◆ Request: Update the records starting at their beginning and ending at the line containing "178,315,240,348" by changing "shower wall" to "bathroom wall", with everything else unchanged.

Records excerpted from a collection:

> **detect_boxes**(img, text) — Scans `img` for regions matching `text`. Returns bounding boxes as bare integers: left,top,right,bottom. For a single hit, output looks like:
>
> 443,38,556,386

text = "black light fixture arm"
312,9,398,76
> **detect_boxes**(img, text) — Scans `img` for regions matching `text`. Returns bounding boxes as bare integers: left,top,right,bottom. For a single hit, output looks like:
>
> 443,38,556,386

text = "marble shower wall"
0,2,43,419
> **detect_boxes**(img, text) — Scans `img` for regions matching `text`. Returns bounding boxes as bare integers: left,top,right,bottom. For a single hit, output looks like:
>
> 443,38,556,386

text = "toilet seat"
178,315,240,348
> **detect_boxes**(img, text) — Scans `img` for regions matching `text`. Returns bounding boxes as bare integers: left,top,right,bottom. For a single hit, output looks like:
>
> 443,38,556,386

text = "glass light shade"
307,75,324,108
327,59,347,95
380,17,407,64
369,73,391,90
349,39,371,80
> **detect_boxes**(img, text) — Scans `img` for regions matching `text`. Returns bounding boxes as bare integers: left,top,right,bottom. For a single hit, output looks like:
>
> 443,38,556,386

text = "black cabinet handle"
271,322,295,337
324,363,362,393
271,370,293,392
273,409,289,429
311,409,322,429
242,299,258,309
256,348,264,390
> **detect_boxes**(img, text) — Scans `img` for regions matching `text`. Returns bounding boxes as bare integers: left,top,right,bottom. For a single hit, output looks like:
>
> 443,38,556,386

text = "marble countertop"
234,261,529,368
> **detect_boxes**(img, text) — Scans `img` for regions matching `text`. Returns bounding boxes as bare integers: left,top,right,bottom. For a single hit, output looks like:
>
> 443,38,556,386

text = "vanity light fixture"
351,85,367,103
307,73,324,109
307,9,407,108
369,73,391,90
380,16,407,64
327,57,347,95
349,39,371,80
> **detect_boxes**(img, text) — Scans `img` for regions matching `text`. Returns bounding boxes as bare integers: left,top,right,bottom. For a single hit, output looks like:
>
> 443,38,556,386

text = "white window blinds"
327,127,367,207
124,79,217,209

◆ Task solution:
> **detect_boxes**(img, text) — Scans `img` for regions matching `text`. Returns bounding boxes as bare integers: left,top,right,bottom. For a single hit, output looks like:
>
> 443,38,556,386

text = "black light fixture arm"
312,9,398,76
> **detect_boxes**(img, text) — Scans `img` for regions matching `text`. Returns bounding boxes as bare integers: left,top,right,bottom. For a single hit, output looks like:
>
> 443,38,556,386

text = "marble bathroom wall"
0,2,43,419
> **detect_boxes**(img, text) — Scans `img` for regions matching `text`. Returns bounding boxes as bare integers: left,top,right,bottom. For a single hit, output looks like:
>
> 443,38,556,386

text = "toilet seat"
178,315,240,348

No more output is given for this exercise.